**WRITTEN INSTRUCTION A:**
Reproduce the passage on water polo shooting word for word, everything from "When shooting from" down to "the shooting shoulder.".
-- start of GIVEN TEXT --
The difference between males and females was primarily due to the smaller hands of female players, making it more difficult to control the ball. The advent of the smaller ball for female players eliminates the “small hand” obstacle. Although recent studies have not been conducted, it is probable that some female players can throw the smaller ball at speeds (50MPH) approaching the top speed of male players using the larger ball. Wrist flexion probably contributes more to throwing the small ball for females, similar to the effect of throwing a smaller baseball.
When shooting from a vertical position in the water, the shooter should use a rapid egg-beater kick, with his non- shooting hand in a sculling motion in the water to get up into a high vertical position. At the same time, he should have his body in a perpendicular position in relation to the goal, with his non-shooting shoulder pointing towards the goal and his shooting arm holding the ball high above his head. The shooter should bend his trunk at the waist so that the non-shooting shoulder is positioned lower than the shooting shoulder.
|Picture 6: Starting position.|
Trunk lean is also an important aspect of the shooting position. As the arm actions are occurring, the trunk leans to the left, away from the throwing arm. This position will increase the lever arm for rotation of the arm around the axis through the spine, and increase the velocity of the trunk around that axis. Most skilled throwers will lean at least 30 degrees away from the throwing arm at release; some lean even more than 30 degrees. (See picture 7)
As well as maximizing the lever arm for trunk rotation, leaning will also increase the height of release of the ball. A higher height of release will allow a flatter angle of release and greater horizontal velocity of the ball towards the goal. In studies conducted in 1989, skilled throwers were found to have greater angles of lateral trunk lean than unskilled players, and females were found to have more vertical trunk positions than males
Note that the left shoulder has dipped down to create a longer axis for faster rotation of the shooting (right) shoulder into a forward position.
-- end of GIVEN TEXT --
-- start of WORKING DATA --
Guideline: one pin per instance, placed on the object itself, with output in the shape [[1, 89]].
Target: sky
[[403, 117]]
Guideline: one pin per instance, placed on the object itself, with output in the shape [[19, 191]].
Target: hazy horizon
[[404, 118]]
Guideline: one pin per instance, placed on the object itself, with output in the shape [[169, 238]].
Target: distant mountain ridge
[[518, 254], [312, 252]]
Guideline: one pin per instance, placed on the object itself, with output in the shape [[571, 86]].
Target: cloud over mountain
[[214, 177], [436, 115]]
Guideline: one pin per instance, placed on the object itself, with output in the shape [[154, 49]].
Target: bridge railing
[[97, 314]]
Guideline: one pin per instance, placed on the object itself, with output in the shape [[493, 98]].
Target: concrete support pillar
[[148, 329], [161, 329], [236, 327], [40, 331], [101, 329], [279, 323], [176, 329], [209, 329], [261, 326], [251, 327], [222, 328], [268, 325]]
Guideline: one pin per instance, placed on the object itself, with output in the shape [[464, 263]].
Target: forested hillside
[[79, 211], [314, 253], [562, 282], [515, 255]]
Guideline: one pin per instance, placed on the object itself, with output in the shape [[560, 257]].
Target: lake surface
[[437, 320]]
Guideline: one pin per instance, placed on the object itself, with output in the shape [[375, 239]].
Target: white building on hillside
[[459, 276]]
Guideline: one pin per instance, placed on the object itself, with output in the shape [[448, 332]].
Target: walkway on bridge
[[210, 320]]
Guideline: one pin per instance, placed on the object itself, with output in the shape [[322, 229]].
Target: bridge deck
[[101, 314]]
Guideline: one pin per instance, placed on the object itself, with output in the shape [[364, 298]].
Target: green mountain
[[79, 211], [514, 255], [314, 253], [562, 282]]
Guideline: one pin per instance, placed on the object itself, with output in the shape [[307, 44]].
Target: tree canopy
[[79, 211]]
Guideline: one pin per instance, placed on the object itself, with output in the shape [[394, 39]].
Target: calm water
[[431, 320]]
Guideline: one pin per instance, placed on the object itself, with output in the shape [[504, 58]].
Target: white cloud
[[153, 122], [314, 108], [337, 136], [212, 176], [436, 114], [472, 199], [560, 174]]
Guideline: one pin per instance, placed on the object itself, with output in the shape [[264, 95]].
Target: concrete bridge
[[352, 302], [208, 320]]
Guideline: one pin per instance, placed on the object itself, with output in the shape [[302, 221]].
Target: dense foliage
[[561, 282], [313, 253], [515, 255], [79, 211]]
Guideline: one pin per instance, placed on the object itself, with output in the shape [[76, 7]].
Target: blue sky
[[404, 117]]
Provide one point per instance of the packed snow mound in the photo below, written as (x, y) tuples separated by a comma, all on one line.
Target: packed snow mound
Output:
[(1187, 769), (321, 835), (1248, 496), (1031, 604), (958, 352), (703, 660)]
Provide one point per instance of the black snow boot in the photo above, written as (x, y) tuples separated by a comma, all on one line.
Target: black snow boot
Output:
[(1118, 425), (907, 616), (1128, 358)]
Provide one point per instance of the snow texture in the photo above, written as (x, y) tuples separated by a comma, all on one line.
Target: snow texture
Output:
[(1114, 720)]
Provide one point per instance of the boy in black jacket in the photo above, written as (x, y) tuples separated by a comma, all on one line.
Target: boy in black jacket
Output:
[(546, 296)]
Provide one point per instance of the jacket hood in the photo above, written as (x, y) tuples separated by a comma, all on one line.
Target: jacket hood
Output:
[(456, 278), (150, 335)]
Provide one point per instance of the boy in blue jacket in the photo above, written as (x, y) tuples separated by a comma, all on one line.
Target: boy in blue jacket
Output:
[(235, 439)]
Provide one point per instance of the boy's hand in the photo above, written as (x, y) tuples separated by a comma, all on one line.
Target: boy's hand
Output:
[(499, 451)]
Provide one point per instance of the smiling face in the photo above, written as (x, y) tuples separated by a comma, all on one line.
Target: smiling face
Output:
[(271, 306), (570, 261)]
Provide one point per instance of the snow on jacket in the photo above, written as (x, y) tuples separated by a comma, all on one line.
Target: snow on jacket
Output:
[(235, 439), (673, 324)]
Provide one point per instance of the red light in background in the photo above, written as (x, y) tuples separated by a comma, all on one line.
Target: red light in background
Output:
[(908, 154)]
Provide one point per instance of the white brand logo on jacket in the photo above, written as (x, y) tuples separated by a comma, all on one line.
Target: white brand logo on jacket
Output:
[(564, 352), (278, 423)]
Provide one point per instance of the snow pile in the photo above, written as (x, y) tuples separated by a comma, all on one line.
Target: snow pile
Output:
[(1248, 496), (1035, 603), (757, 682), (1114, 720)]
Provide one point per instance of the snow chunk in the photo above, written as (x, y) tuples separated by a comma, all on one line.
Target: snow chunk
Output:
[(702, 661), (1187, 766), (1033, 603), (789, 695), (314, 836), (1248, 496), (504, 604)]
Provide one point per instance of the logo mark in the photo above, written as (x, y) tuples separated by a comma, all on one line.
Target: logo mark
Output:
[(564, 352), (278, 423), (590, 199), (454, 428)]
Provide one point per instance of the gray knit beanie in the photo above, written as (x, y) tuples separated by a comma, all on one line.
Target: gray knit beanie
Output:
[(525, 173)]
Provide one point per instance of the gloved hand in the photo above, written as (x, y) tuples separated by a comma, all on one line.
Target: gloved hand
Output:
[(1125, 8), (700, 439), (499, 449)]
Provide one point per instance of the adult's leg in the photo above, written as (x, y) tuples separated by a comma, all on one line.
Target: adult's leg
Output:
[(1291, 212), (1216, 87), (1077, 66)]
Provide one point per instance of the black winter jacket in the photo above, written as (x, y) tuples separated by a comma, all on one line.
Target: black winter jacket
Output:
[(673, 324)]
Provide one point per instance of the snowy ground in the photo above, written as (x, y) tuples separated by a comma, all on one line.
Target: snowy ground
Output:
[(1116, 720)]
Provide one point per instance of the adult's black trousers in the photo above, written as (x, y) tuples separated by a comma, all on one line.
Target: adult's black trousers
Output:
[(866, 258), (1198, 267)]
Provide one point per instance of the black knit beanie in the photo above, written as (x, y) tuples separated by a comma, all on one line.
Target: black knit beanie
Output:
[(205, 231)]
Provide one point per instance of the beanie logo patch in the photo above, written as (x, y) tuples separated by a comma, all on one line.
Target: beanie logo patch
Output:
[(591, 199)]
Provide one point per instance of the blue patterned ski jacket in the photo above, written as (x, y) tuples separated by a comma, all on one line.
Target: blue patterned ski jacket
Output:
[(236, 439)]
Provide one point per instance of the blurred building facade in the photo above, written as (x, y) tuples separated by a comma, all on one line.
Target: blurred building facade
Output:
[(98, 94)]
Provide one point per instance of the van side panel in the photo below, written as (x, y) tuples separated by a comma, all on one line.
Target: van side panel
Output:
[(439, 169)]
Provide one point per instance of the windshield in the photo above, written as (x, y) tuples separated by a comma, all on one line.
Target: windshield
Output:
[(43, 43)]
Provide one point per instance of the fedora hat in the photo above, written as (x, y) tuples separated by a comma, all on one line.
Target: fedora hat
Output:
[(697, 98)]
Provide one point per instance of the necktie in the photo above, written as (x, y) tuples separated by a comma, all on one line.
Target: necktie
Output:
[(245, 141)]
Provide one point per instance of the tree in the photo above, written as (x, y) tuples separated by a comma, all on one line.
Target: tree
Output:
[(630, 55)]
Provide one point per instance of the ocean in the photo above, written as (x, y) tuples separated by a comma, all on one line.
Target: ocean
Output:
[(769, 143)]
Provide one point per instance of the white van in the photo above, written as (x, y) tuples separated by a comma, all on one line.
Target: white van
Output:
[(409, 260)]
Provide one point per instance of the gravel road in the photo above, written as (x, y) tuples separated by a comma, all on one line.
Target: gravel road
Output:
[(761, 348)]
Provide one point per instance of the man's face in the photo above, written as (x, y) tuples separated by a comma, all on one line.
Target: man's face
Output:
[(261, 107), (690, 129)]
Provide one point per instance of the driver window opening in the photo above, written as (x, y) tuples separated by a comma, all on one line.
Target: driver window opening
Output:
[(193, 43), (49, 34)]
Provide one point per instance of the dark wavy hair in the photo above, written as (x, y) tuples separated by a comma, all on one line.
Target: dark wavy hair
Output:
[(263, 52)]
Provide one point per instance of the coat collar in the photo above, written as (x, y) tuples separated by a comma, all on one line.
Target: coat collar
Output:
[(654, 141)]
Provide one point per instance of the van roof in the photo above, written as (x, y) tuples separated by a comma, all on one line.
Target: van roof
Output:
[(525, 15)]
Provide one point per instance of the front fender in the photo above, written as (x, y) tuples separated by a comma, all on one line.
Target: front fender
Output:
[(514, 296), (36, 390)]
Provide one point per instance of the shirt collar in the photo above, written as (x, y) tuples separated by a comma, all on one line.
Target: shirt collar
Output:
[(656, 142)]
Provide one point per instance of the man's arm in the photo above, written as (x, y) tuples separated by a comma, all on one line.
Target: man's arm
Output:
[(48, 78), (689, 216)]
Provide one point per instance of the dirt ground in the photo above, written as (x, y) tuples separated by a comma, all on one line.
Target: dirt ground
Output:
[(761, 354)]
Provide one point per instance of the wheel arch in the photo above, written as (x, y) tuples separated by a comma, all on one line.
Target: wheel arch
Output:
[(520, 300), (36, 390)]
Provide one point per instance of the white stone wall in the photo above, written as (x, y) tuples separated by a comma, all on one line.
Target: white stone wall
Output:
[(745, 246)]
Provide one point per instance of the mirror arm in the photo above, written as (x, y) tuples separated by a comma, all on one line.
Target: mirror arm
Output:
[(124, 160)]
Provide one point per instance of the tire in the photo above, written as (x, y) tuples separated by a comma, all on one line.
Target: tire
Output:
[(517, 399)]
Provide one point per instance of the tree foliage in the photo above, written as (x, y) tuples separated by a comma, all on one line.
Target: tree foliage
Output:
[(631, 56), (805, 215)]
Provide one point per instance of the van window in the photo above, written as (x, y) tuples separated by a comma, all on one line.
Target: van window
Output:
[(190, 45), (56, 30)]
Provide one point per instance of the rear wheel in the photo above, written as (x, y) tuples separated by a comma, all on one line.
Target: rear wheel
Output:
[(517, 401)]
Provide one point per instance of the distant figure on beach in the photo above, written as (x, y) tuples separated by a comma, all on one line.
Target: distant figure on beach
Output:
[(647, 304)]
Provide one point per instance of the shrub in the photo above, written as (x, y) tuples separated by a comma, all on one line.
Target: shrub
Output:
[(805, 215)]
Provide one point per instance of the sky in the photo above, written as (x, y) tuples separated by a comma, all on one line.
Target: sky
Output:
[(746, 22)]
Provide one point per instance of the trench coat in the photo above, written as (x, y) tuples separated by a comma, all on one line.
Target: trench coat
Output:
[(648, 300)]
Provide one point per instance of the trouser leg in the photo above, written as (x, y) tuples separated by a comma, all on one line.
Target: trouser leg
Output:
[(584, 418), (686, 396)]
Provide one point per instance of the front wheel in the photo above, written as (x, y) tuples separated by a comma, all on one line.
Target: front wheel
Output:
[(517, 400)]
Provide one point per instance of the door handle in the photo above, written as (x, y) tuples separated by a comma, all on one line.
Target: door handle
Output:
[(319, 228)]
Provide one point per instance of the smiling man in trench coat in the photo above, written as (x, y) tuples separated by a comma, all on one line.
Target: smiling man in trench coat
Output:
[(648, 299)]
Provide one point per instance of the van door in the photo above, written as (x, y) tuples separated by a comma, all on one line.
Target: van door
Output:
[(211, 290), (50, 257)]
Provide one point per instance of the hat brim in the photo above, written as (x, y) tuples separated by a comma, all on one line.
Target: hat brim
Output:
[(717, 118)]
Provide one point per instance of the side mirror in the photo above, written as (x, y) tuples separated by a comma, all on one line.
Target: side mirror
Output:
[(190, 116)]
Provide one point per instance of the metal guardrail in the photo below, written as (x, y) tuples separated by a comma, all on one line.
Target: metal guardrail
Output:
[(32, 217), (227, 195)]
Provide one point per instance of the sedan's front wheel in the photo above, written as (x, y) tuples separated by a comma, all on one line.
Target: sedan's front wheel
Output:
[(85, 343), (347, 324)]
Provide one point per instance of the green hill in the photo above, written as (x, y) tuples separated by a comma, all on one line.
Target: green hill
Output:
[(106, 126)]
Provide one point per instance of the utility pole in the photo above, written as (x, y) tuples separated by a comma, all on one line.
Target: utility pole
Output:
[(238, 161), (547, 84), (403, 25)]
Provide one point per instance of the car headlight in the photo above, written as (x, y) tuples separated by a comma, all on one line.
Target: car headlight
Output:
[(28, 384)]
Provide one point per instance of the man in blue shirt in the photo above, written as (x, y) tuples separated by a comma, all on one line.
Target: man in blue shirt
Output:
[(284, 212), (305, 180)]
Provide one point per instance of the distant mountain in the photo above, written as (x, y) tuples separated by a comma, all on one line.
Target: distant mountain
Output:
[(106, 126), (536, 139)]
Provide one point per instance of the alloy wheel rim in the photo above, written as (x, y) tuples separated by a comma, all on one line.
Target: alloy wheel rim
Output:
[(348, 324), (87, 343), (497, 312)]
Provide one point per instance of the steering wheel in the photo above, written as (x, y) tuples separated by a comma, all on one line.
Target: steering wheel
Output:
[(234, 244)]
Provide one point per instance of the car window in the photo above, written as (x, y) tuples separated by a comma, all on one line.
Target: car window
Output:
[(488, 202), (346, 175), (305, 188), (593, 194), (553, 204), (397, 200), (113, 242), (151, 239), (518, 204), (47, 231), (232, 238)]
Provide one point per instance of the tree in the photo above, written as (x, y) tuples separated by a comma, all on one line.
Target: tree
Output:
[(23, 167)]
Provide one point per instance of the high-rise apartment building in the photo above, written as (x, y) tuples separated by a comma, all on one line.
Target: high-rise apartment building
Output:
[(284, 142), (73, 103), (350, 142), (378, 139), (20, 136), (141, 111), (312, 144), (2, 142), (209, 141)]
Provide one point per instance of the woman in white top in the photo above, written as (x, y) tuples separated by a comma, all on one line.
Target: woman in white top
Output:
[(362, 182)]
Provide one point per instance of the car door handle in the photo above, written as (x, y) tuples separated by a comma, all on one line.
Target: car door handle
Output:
-- end of WORKING DATA --
**WRITTEN INSTRUCTION B:**
Write out again everything in the records from the line containing "Provide one point per instance of the dark" down to the line containing "[(656, 142)]", requests included, and add -138 to every point coordinate in the answers. Give only those lines.

**FULL RESPONSE A:**
When shooting from a vertical position in the water, the shooter should use a rapid egg-beater kick, with his non- shooting hand in a sculling motion in the water to get up into a high vertical position. At the same time, he should have his body in a perpendicular position in relation to the goal, with his non-shooting shoulder pointing towards the goal and his shooting arm holding the ball high above his head. The shooter should bend his trunk at the waist so that the non-shooting shoulder is positioned lower than the shooting shoulder.

**FULL RESPONSE B:**
Provide one point per instance of the dark wavy hair in the photo above, written as (x, y) tuples separated by a comma, all on one line.
Target: dark wavy hair
Output:
[(125, -86)]
Provide one point per instance of the coat collar in the photo above, written as (x, y) tuples separated by a comma, all on one line.
Target: coat collar
Output:
[(516, 3)]
Provide one point per instance of the van roof in the photo above, written as (x, y) tuples separated by a comma, all on one line.
Target: van roof
Output:
[(387, -123)]
Provide one point per instance of the front fender in the photo above, written as (x, y) tuples separated by a comma, all on one line.
Target: front fender
Output:
[(376, 158), (-102, 252)]
Provide one point per instance of the shirt collar in the photo above, written as (x, y) tuples separated by a comma, all on one line.
Target: shirt collar
Output:
[(518, 4)]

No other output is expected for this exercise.